EXERCISE TASK A:
From the post on Python and org-mode integration, list every idea in its numbered list for improving that integration.

I am not too sure where this will be super useful, but it is an interesting proof of concept. I haven't tested this much beyond the original post and this one. Let me know if you find issues with it.

Expanding orgmode.py to get better org-python integration

I have only ever been about 80% satisfied with Python/org-mode integration. I have developed a particular workflow that I like a lot, and works well for solving scientific and engineering problems. I typically use stand-alone Python blocks, i.e. not sessions. I tend to use print statements to create output that I want to see, e.g. the value of a calculation. I also tend to create multiple figures in a single block, which I want to display in the buffer. This workflow is represented extensively in PYCSE and dft-book which collectively have 700+ src blocks! So I use it alot ;)

There are some deficiencies though. For one, I have had to hand build any figures/tables that are generated from the code blocks. That means duplicating filenames, adding the captions, etc… It is not that easy to update captions from the code blocks, and there has been limited ability to use markup in the output.

Well finally I had some ideas to change this. The ideas are:

  1. Patch matplotlib so that savefig actually returns a figure link that can be printed to the output. savefig works the same otherwise.
  2. Patch matplotlib.pyplot.show to save the figure, and print a figure link in thhe output.
  3. Create special functions to generate org tables and figures.
  4. Create some other functions to generate some blocks and elements.

Then we could just import the library in our Python scripts (or add it as a prologue) and get this nice functionality. You can find the code for this here:


Finally, it seems like a good idea to specify that we want our results to be an org drawer. This makes the figures/tables export, and allows us to generate math and other markup in our programs. That has the downside of making exported results not be in the "verbatim" markup I am used to, but that may be solvable in other ways. We can make the org drawer output the default like this:

(setq org-babel-default-header-args:python
      (cons '(:results . "output org drawer replace")
            (assq-delete-all :results org-babel-default-header-args)))

With these, using Python blocks in org-mode gets quite a bit better!

Here is the first example, with savefig. I have the savefig function return the link, so we have to print it. We use this feature later. The figure is automatically inserted to the buffer. Like magic!

Here is a fun figure from http://matplotlib.org/xkcd/examples/pie_and_polar_charts/polar_scatter_demo.html

import pycse.orgmode

import numpy as np
import matplotlib.pyplot as plt

N = 150
r = 2 * np.random.rand(N)
theta = 2 * np.pi * np.random.rand(N)
area = 200 * r**2 * np.random.rand(N)
colors = theta

ax = plt.subplot(111, polar=True)

DATASET EXCERPTS:
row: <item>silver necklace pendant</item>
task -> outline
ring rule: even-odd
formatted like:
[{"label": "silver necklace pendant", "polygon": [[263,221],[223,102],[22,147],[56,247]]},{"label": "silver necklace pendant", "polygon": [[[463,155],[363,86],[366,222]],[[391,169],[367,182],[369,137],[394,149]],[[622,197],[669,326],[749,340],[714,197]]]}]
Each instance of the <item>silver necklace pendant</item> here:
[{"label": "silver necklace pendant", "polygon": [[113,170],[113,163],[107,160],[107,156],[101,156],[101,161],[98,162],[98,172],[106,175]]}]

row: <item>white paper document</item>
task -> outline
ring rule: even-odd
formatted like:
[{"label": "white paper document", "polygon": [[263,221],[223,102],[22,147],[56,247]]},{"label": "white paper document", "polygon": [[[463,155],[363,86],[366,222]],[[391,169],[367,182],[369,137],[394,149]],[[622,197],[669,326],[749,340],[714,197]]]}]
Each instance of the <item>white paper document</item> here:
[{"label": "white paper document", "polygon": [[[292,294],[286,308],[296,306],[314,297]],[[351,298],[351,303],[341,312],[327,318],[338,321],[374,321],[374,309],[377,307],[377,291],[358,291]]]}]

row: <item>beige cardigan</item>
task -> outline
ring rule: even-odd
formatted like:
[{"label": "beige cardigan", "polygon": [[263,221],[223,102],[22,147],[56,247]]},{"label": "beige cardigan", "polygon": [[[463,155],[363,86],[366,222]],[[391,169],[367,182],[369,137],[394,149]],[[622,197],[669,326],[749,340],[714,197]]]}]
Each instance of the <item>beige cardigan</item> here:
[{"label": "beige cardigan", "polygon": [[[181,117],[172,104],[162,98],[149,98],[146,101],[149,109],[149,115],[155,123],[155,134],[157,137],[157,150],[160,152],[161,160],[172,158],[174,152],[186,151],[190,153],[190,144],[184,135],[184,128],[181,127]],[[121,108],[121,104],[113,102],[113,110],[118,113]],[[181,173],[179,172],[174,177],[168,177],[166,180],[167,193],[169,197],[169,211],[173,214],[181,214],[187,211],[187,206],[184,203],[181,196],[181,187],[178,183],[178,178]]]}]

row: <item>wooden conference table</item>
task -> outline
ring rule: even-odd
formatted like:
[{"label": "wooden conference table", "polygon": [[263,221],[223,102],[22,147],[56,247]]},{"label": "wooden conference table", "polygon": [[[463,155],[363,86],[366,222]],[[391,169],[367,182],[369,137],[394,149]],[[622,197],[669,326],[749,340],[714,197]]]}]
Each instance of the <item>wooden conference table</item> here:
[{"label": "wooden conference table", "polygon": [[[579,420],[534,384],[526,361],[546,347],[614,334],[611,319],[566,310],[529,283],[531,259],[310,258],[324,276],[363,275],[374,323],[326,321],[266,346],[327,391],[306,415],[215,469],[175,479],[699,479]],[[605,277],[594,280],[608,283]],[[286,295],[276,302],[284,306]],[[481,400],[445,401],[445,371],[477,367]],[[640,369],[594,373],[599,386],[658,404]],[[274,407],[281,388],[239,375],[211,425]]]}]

EXERCISE TASK B:
Copy the listing's lines verbatim, from the line with "row: <item>beige cardigan</item>" through the last line of the listing.

RIGHT ANSWER A:
1. Patch matplotlib so that savefig returns a figure link that can be printed to the output, while otherwise working the same.
2. Patch matplotlib.pyplot.show to save the figure and print a figure link in the output.
3. Create special functions to generate org tables and figures.
4. Create some other functions to generate some blocks and elements.

RIGHT ANSWER B:
row: <item>beige cardigan</item>
task -> outline
ring rule: even-odd
formatted like:
[{"label": "beige cardigan", "polygon": [[263,221],[223,102],[22,147],[56,247]]},{"label": "beige cardigan", "polygon": [[[463,155],[363,86],[366,222]],[[391,169],[367,182],[369,137],[394,149]],[[622,197],[669,326],[749,340],[714,197]]]}]
Each instance of the <item>beige cardigan</item> here:
[{"label": "beige cardigan", "polygon": [[[181,117],[172,104],[162,98],[149,98],[146,101],[149,109],[149,115],[155,123],[155,134],[157,137],[157,150],[160,152],[161,160],[172,158],[174,152],[186,151],[190,153],[190,144],[184,135],[184,128],[181,127]],[[121,108],[121,104],[113,102],[113,110],[118,113]],[[181,173],[179,172],[174,177],[168,177],[166,180],[167,193],[169,197],[169,211],[173,214],[181,214],[187,211],[187,206],[184,203],[181,196],[181,187],[178,183],[178,178]]]}]

row: <item>wooden conference table</item>
task -> outline
ring rule: even-odd
formatted like:
[{"label": "wooden conference table", "polygon": [[263,221],[223,102],[22,147],[56,247]]},{"label": "wooden conference table", "polygon": [[[463,155],[363,86],[366,222]],[[391,169],[367,182],[369,137],[394,149]],[[622,197],[669,326],[749,340],[714,197]]]}]
Each instance of the <item>wooden conference table</item> here:
[{"label": "wooden conference table", "polygon": [[[579,420],[534,384],[526,361],[546,347],[614,334],[611,319],[566,310],[529,283],[531,259],[310,258],[324,276],[363,275],[374,323],[326,321],[266,346],[327,391],[306,415],[215,469],[175,479],[699,479]],[[605,277],[594,280],[608,283]],[[286,295],[276,302],[284,306]],[[481,400],[445,401],[445,371],[477,367]],[[640,369],[594,373],[599,386],[658,404]],[[274,407],[281,388],[239,375],[211,425]]]}]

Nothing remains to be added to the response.